REQUIRED TASK :: Put the records into a Markdown table with the columns "Row" and "Line", one numbered row per line, leaving out blank lines. Begin at the line that has "The query is: utility pole" and stop after the final line of the records.

TASK INPUT ::
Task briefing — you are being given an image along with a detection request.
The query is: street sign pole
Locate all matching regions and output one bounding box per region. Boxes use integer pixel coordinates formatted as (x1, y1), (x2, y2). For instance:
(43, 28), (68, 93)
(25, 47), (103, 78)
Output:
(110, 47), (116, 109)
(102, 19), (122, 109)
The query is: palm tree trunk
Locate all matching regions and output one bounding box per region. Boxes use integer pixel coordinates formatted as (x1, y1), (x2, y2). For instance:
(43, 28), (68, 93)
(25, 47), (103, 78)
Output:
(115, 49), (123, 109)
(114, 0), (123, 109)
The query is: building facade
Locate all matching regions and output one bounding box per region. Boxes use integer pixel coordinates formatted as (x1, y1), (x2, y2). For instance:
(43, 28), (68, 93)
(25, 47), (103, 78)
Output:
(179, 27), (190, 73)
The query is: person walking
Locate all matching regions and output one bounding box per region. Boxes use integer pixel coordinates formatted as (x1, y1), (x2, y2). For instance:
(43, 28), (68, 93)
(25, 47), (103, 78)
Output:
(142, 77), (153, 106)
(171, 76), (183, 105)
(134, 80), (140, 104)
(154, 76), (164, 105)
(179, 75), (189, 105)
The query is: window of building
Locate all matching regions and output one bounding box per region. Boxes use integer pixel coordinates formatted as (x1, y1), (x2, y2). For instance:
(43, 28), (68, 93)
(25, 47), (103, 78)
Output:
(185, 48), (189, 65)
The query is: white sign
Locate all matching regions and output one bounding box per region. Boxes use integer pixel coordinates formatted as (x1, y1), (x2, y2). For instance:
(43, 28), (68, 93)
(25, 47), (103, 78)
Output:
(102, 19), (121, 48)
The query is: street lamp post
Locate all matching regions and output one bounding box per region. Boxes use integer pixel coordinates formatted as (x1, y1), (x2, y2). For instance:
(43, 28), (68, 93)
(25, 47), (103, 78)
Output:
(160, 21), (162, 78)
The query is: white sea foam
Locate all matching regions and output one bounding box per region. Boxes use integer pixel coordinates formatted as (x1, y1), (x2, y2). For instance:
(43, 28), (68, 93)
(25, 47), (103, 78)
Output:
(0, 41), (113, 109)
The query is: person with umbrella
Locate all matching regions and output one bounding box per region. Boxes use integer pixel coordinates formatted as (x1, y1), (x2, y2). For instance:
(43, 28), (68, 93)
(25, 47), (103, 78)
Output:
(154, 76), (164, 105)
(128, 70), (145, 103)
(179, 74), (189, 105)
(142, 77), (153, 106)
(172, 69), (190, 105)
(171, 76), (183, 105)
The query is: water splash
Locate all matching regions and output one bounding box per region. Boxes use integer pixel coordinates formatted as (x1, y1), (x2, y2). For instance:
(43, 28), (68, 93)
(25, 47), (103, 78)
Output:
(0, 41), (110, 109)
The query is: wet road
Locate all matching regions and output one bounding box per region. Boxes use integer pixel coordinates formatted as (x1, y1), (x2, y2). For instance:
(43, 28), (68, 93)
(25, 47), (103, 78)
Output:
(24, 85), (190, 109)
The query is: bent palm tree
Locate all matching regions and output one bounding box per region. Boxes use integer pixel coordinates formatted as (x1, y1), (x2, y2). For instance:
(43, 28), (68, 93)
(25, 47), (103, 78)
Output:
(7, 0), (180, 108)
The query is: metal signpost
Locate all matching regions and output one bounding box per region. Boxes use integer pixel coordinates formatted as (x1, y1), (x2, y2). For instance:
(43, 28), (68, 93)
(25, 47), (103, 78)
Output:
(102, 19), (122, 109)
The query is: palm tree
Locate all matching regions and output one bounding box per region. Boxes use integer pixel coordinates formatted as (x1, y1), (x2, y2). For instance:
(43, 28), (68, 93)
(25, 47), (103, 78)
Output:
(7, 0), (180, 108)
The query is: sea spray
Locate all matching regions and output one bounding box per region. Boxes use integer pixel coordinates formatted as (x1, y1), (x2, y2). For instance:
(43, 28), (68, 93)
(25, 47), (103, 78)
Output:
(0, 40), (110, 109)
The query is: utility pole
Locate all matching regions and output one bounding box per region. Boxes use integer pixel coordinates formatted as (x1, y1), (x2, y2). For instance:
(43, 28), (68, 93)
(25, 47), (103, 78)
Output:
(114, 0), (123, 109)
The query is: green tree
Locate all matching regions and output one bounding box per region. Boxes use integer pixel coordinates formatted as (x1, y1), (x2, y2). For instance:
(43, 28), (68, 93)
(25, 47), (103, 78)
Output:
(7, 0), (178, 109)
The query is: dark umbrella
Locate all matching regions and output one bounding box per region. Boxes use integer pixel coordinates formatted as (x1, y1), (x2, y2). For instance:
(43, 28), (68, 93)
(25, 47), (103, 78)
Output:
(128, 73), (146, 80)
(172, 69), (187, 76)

RESPONSE ::
| Row | Line |
|---|---|
| 1 | The query is: utility pole |
| 2 | Locate all matching regions and output one bounding box per region. Boxes use integer pixel coordinates formatted as (x1, y1), (x2, y2). For instance: |
| 3 | (43, 28), (68, 93) |
| 4 | (25, 47), (103, 78) |
| 5 | Output: |
| 6 | (114, 0), (123, 109) |
| 7 | The query is: green tree |
| 8 | Locate all matching regions and output one bounding box per region. Boxes use integer pixel coordinates formatted as (x1, y1), (x2, y2). For instance: |
| 9 | (43, 28), (68, 93) |
| 10 | (25, 47), (103, 78) |
| 11 | Output: |
| 12 | (7, 0), (178, 109) |
| 13 | The query is: dark umbrella |
| 14 | Locate all matching regions and output one bounding box per region. Boxes use integer pixel coordinates formatted as (x1, y1), (x2, y2). For instance: |
| 15 | (43, 28), (68, 93) |
| 16 | (25, 47), (103, 78) |
| 17 | Output: |
| 18 | (128, 73), (146, 80) |
| 19 | (172, 69), (187, 76) |